BRIEF: Pick out and copy each line of the material below that contains the string "leaf". Case counts.

GIVEN DATA:
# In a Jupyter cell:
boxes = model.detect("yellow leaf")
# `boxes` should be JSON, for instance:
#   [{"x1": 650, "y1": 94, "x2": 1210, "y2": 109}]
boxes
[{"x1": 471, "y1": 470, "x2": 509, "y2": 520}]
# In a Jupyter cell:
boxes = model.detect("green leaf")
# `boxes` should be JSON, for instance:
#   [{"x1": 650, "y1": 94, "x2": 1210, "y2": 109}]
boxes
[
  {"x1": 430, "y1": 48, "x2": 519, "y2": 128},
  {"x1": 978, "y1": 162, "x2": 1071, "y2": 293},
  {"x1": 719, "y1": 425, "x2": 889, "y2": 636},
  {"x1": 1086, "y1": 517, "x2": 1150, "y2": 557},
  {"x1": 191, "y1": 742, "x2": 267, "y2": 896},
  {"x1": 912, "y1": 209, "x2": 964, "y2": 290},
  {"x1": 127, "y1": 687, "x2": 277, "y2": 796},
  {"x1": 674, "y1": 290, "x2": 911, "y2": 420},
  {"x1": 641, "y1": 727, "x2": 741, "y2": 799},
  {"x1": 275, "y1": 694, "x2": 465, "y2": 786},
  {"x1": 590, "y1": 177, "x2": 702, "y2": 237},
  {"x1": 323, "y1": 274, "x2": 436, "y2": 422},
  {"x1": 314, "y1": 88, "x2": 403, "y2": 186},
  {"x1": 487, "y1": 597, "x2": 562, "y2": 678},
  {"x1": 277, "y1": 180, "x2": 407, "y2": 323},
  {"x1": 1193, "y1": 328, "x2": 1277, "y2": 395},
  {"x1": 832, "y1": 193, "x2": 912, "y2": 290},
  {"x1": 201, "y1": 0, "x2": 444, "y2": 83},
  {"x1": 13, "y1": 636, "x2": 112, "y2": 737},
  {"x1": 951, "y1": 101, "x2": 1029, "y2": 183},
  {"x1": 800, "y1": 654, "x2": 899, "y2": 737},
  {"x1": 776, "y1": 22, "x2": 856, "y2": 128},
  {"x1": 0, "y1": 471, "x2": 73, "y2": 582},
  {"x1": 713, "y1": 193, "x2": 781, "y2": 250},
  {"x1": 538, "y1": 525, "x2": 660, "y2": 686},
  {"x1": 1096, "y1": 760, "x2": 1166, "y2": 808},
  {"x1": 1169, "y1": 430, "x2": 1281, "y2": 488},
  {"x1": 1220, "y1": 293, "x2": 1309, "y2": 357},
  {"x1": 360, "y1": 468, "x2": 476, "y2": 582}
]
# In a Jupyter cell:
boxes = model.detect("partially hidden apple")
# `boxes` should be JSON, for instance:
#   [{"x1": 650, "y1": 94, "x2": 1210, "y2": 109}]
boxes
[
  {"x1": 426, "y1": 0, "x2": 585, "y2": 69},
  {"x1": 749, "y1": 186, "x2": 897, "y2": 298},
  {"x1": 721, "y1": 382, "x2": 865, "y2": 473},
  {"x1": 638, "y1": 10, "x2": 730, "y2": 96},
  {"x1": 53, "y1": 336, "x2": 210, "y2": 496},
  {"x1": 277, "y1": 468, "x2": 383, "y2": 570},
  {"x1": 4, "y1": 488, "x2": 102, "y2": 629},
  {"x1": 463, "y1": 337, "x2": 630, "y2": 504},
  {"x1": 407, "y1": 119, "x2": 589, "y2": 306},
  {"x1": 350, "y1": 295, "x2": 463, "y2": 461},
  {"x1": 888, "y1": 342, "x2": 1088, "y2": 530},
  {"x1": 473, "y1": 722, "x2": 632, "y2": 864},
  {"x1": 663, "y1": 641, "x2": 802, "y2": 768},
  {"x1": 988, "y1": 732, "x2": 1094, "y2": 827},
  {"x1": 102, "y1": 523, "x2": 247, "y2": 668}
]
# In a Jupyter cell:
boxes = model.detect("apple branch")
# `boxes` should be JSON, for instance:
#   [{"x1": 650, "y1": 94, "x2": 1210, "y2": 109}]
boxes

RESPONSE:
boxes = model.detect("yellow leaf")
boxes = model.detect("green leaf")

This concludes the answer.